_STATED GOAL_
Reproduce the data below, switching each occurrence of "white awning" to "canvas awning" and leaving everything else unchanged.

_DATASET_
☆ ☆ ☆ ☆ ☆ ☆ ☆

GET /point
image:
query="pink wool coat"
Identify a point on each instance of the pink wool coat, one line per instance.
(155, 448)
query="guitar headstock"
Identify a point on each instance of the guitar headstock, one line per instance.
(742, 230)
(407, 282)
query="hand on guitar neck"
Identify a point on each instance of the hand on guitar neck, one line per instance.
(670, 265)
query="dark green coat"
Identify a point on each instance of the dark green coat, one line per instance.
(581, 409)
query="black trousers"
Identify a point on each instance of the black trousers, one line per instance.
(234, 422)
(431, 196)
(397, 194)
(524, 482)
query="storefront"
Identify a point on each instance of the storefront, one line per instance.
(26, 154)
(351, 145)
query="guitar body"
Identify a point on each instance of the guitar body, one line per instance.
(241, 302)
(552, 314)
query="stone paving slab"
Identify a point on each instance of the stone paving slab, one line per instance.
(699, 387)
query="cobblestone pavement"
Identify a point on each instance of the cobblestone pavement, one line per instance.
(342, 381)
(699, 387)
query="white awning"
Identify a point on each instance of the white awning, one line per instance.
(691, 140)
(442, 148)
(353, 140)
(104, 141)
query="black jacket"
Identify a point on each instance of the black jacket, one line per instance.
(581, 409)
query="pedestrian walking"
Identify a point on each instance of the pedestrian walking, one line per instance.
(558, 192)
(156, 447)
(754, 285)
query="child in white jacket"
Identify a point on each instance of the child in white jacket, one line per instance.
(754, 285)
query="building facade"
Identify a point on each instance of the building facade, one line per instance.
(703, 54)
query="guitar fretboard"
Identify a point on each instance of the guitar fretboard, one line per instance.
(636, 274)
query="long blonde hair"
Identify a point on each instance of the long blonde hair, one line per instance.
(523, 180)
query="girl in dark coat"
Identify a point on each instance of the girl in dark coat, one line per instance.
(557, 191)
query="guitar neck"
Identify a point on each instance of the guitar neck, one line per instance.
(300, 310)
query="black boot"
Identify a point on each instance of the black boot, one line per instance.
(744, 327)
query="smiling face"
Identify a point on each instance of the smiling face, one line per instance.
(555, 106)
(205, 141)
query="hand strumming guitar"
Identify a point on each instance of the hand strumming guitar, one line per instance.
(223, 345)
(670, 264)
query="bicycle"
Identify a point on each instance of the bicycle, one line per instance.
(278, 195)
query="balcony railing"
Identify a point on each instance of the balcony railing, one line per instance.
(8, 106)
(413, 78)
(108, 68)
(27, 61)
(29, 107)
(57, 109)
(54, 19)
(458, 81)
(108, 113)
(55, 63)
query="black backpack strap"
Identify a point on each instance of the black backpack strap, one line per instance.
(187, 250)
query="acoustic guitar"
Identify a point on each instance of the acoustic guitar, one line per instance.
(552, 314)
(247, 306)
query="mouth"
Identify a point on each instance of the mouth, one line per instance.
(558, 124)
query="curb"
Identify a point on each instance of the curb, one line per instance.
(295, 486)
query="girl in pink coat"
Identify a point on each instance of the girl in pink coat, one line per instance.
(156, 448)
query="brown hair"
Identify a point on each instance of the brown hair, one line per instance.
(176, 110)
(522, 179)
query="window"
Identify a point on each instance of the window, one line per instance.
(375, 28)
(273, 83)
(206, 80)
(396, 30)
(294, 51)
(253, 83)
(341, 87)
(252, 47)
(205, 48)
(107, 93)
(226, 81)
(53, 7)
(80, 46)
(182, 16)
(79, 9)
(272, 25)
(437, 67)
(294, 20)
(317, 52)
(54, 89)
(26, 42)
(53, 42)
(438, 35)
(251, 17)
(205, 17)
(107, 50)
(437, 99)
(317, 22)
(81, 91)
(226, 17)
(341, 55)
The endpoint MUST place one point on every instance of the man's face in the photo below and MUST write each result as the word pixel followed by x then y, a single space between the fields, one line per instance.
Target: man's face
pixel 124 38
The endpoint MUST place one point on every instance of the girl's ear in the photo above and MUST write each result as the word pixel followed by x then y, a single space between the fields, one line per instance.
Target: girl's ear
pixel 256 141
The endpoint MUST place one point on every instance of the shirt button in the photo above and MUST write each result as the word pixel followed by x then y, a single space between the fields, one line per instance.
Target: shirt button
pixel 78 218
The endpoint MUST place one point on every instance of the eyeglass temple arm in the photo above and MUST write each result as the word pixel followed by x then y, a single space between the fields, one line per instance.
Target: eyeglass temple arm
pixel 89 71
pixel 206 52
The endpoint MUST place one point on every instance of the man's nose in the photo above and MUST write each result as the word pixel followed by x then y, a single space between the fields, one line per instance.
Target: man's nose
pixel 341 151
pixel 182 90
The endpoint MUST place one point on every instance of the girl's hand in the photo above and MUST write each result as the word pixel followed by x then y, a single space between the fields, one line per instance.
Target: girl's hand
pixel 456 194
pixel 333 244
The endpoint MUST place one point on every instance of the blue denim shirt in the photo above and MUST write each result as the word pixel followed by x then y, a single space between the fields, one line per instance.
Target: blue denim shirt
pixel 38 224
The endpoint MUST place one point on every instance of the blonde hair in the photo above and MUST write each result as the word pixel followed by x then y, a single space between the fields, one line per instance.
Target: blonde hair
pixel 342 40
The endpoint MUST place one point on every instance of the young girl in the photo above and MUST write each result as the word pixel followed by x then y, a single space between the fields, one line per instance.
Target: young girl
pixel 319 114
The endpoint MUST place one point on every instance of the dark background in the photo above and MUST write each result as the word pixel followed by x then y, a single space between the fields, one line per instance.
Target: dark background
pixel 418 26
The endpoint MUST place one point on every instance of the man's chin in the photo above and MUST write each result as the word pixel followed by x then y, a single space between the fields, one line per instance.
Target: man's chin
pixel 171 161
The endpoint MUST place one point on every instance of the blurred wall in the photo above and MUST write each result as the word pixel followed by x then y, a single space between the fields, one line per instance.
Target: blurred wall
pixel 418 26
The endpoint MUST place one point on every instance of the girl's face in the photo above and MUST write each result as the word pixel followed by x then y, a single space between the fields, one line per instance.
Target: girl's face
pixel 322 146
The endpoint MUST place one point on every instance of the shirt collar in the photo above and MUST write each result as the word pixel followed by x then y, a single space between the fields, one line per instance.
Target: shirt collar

☆ ☆ ☆ ☆ ☆ ☆ ☆

_FINAL ANSWER_
GET /point
image:
query="pink wool coat"
Identify a point on each instance of the pink wool coat, one line per instance.
(155, 448)
query="guitar headstock"
Identify a point on each instance of the guitar headstock, one line per instance.
(742, 230)
(407, 282)
query="hand on guitar neck"
Identify a point on each instance of the hand on guitar neck, one line per instance.
(670, 265)
query="dark green coat"
Identify a point on each instance of the dark green coat, one line per instance.
(581, 409)
query="black trousers"
Identify a point on each instance of the black trousers, one line per instance.
(234, 422)
(431, 196)
(397, 194)
(524, 482)
query="storefront"
Identify a point on each instance of the storefront, one line per instance.
(26, 154)
(351, 145)
query="guitar body"
Identify a point on each instance of the guitar body, one line per instance.
(241, 302)
(552, 314)
query="stone paving slab"
Identify a point on each instance of the stone paving slab, one line per instance.
(699, 387)
query="cobblestone pavement"
Identify a point on each instance of the cobblestone pavement, one line per instance.
(342, 381)
(699, 387)
query="canvas awning"
Identify a point on each instance of the canvas awning, one line per instance.
(691, 140)
(442, 148)
(353, 140)
(104, 141)
query="black jacket"
Identify a point on each instance of the black jacket, one line per instance.
(581, 409)
query="pedestrian walking"
Identify a point on each instance of the pedestrian walking, one line per instance.
(558, 192)
(156, 447)
(754, 285)
query="child in white jacket"
Identify a point on each instance of the child in white jacket, one line per instance.
(754, 285)
query="building facade"
Identify a point on each instance of the building facade, one line per instance.
(703, 54)
query="guitar fretboard"
Identify a point on each instance of the guitar fretboard, one line per instance.
(636, 274)
query="long blonde hair"
Identify a point on each instance of the long blonde hair, one line per instance.
(523, 180)
query="girl in dark coat"
Identify a point on each instance of the girl in dark coat, one line per instance.
(557, 191)
query="guitar neck"
Identify a point on each instance of the guitar neck, one line per instance.
(300, 310)
query="black boot"
Identify a point on each instance of the black boot, one line per instance.
(744, 327)
query="smiling face"
Identify a point on each instance of the smiling face, one line per instance.
(555, 106)
(205, 141)
query="hand strumming guitar"
Identify a point on each instance of the hand strumming guitar, one line per instance.
(223, 345)
(670, 264)
query="bicycle"
Identify a point on each instance of the bicycle, one line per instance.
(278, 195)
query="balcony railing"
Identify a point on each instance of the balcony railing, one line per instance.
(8, 106)
(413, 78)
(108, 68)
(27, 61)
(29, 107)
(57, 109)
(54, 19)
(458, 81)
(108, 113)
(55, 63)
query="black backpack strap"
Identify a point on each instance of the black backpack strap, one line per instance.
(187, 250)
query="acoustic guitar"
Identify a point on each instance of the acoustic guitar, one line per instance.
(552, 314)
(247, 306)
query="mouth"
Identify a point on each instance of the mouth, one line per instance.
(558, 124)
query="curb"
Identify a point on each instance of the curb, one line per instance.
(295, 486)
query="girl in pink coat"
Identify a point on each instance of the girl in pink coat, one line per instance.
(156, 448)
query="brown hair"
Identify a point on each instance of the brown hair, one line per instance.
(176, 110)
(522, 179)
query="window"
Identify a point on each instance of the window, one line per instance.
(375, 28)
(273, 83)
(206, 80)
(396, 30)
(294, 51)
(253, 83)
(341, 87)
(252, 47)
(205, 48)
(107, 93)
(226, 81)
(53, 7)
(80, 46)
(182, 16)
(79, 9)
(272, 25)
(437, 67)
(294, 20)
(317, 52)
(54, 89)
(26, 42)
(53, 42)
(438, 35)
(251, 17)
(205, 17)
(107, 50)
(437, 99)
(317, 22)
(81, 91)
(226, 17)
(341, 55)
The endpoint MUST place one point on every instance of the man's face in the photo below and MUST write each result as the word pixel followed by x then y, a single space between the fields, one line per instance.
Target: man's face
pixel 124 38
The endpoint MUST place one point on every instance of the girl's ear in the photo above and MUST write each result as the word pixel followed by x then y, a single space between the fields, one line per instance.
Target: girl's ear
pixel 256 141
The endpoint MUST place one point on every instance of the shirt button in the photo above and MUST write each result as the word pixel followed by x then y, a single space between the fields, one line per instance.
Target: shirt button
pixel 78 218
The endpoint MUST place one point on every instance of the eyeglass temple arm in the photo above and MUST write each result as the word pixel followed by x then y, a single space between the fields, one line per instance.
Target: eyeglass temple arm
pixel 89 71
pixel 206 52
The endpoint MUST place one point on every instance of the man's nose in the photo above and MUST write each result as the word pixel followed by x then y, a single space between the fields, one line per instance.
Target: man's nose
pixel 341 151
pixel 182 90
The endpoint MUST place one point on every instance of the girl's hand in the photo above and MUST write each result as the word pixel followed by x then y, a single space between the fields, one line per instance.
Target: girl's hand
pixel 456 194
pixel 333 244
The endpoint MUST place one point on every instance of the blue denim shirt in the photo above and MUST write each result as the word pixel followed by x then y, a single space between the fields, one line per instance.
Target: blue denim shirt
pixel 38 224
The endpoint MUST place one point on every instance of the blonde hair in the photo above and MUST write each result as the word pixel followed by x then y, a single space between the fields, one line per instance.
Target: blonde hair
pixel 342 40
The endpoint MUST place one point on every instance of the young girl in the photo above and MUST write each result as the word pixel followed by x then y, a single space between the fields, one line per instance.
Target: young girl
pixel 319 114
The endpoint MUST place one point on every instance of the dark background in the photo above and MUST write each result as the word pixel followed by x then y, a single space between the fields, one line per instance.
Target: dark background
pixel 418 26
The endpoint MUST place one point on every instance of the man's chin in the photo above and MUST write each result as the word pixel followed by x then y, a single space between the fields, one line per instance.
Target: man's chin
pixel 171 161
The endpoint MUST place one point on every instance of the blurred wall in the photo above and MUST write each result as the word pixel followed by x then y, a single space between the fields, one line per instance.
Target: blurred wall
pixel 418 26
The endpoint MUST place one point on every instance of the girl's face in the photo above and MUST write each result as the word pixel followed by x then y, a single space between the fields, one line per instance.
Target: girl's face
pixel 322 146
The endpoint MUST place one point on every instance of the shirt collar in the photo above and MUST write each result as the word pixel followed by x then y, a single space between the fields, one line per instance.
Target: shirt collar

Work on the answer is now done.